#### Yapılacaklar:
**1)** Aşağıdaki Ekrem Erdem haberine göre Erdem hangi özellikleriyle tanınıyor? Bir iki cümleyle açıklayın.
**2)** Aşağıdaki Ekrem Erdem haberini, son cümlesinden sonra gelecek bölümü yazarak sürdürün.

Yaşam
  • 14.3.2010 15:08

SÜTUNUN ARKASINA SAKLANDIM TAYYİP BEY BENİ GÖRMÜŞ

F klavyeye dönüş ne anlama geliyor? Başbakanın yakın dostu ve 25 yıllık çalışma arkadaşı Ekrem Erdem’le buluştuk. Dil ve Edebiyat Derneği kurucusu, kitapseverliği ve çalışkanlığıyla tanınan, en çok da bir ‘teşkilatçılık gurusu’ olarak anılan Erdem, ilginç açıklamalarda bulundu.

KİMDİR?
1948 yılında Sivas’ta doğdu. 1966-67 öğretim yılında Manisa Demirci Elek Köyü İlkokulu’nda öğretmenliğe başladı. 1973-78 yılları arasında Başbakanlık Arşiv Genel Müdürlüğü’nde çalıştı. Aktif siyasete 1984’te Şişli belediye başkan adaylığı ile başladı. 20. ve 22. dönemlerde İstanbul milletvekili olan Ekrem Erdem halen AK Parti Genel Başkan Yardımcısı. Sanayi ve Ticaret Komisyonu üyeliğinin yanı sıra çeşitli araştırma komisyonlarında üyelik ve başkanlık yapan Erdem aynı zamanda Dil ve Edebiyat Derneği kurucu başkanı. Evli ve beş çocuk babası.

#### Verilen Bilgiler:
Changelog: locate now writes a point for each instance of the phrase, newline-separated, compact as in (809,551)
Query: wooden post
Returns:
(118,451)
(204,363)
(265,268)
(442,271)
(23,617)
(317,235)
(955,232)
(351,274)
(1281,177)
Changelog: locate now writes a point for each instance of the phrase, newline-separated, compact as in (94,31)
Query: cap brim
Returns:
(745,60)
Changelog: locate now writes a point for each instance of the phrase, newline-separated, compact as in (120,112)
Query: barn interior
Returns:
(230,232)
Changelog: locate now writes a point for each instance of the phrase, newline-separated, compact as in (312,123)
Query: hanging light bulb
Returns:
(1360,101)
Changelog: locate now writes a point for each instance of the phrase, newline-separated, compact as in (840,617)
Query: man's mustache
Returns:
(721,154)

---

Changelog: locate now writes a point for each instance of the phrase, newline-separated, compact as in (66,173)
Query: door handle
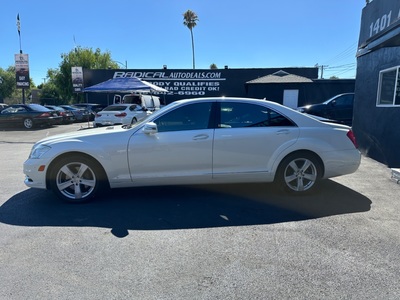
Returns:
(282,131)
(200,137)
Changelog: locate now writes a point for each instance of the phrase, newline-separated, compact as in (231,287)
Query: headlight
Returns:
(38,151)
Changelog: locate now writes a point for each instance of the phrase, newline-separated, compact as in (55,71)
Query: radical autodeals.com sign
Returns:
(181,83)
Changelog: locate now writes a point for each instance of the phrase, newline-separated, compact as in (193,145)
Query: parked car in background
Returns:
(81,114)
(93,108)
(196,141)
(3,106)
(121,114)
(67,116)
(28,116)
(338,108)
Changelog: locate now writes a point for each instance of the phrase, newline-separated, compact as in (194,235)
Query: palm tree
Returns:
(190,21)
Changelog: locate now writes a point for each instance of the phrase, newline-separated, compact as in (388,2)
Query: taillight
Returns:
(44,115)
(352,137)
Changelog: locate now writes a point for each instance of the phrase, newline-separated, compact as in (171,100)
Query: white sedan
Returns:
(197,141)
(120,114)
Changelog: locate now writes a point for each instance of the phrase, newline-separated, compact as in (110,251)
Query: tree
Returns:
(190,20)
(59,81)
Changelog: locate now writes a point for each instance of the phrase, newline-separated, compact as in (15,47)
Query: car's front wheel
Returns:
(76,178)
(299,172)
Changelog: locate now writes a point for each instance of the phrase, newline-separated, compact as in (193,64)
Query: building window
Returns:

#### Çözülen Sorular:
**1)** Ekrem Erdem kitapseverliği ve çalışkanlığıyla tanınıyor. En çok da bir "teşkilatçılık gurusu" olarak anılıyor.

**2)**
• Başbakan Erdoğan ile eskiye dayanan bir dostluğunuz var, siyasette kader birliği içindesiniz. Nasıl tanıştınız?

1984’te Şişli belediye başkan adayı olduğumun ertesi günü Fatih’te bir düğün salonunda kongre toplantısı vardı. Ben 35 yaşındayım, Divan Başkanı Tayyip Bey 29-30 yaşında. Bir baktım adayları tek tek kürsüye çağırıyor ve onlar da topluluğa hitap ediyor. Ödüm koptu. O güne dek kürsüden konuşma yapmışlığım yok. Bir sütunun arkasına saklandım. Tayyip Bey’in beni tanımadığını sanıyordum. Nasıl gördüyse ‘Şişli belediye başkan adayımız Ekrem Erdem de aramızda, Ekrem Bey’i kürsüye davet ediyorum’ dedi, aklım başımdan gitti. Kürsüye nasıl gittim, ne konuştum hala hatırlamıyorum! Böyle tanıştık yani.

• Ailece görüşür müsünüz?

1984 belediye seçimini kazanamayınca ben ilçe başkanı oldum, o da il başkanı. Sık sık görüşüyorduk. Çocuklarımız bir arada büyüdü. Bazen siyasi işleri de evlerde buluşarak konuşuyorduk. Bu durumda aramızda aile dostluğu olması da normal zaten...

• Bunca işin arasında Dil ve Edebiyat Derneği’ni kurmaya niçin gerek gördünüz?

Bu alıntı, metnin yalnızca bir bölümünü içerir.